» **Document excerpt**:
Within its walls Soviet guards stand watch over incredible riches, the priceless heritage of Old Russia: Monomakh’s Cap of gold, used to crown every Russian sovereign, so ancient its origins are unknown; Ivan the Terrible’s jewel-encrusted Book of Gospels; The Diamond Crown of Peter the Great; the long-lost cloth of Christ; Catherine the Great’s off-the shoulder wedding dress; the Golden Easter Egg given to the last Romanov Emperor shortly before he was murdered.

In 1956 David Douglas Duncan, the internationally famous photographer, astonished art and political circles by winning sudden and unprecedented permission from the Soviets to use his color cameras without restriction within the Kremlin. No other photographer, before or since, has ever been granted such carte blanche authority to carry cameras into the Soviet citadel. Gaining the confidence and friendship of Kremlin guards and of his interpreters, Duncan visited Moscow five times over a period of three years to photograph painstakingly the color and incalculable treasures of church and state, the great cathedrals, the throne rooms and even the bedroom of the Tzars. His color transparencies have been transformed into The Kremlin, a photographic document which is unique in subject and execution. Every picture was made with 35mm cameras, then faithfully reproduced by the most advanced technical methods developed in Switzerland.

Duncan, a veteran journalist as well as an artist with a camera, knew that his work represented more than mere photographs of a fabulous collection of Russian art and architecture: the souls of Tzars, Emperors, serfs and revolutionaries were locked within these grimly towering walls. Each crown, each throne, every icon and gem-studded heirloom was witness to the passions of a particular epoch in Russia’s history — each should be permitted to tell its own romantic and often shocking story.

» **Material provided**:
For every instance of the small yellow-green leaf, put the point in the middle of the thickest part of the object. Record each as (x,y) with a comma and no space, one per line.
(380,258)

» **Exercise brief**: In the excerpt about photographing the Kremlin, how many times did Duncan visit Moscow? The listing stands apart from the text as separate material.

» **Written solution**: Five times, over a period of three years.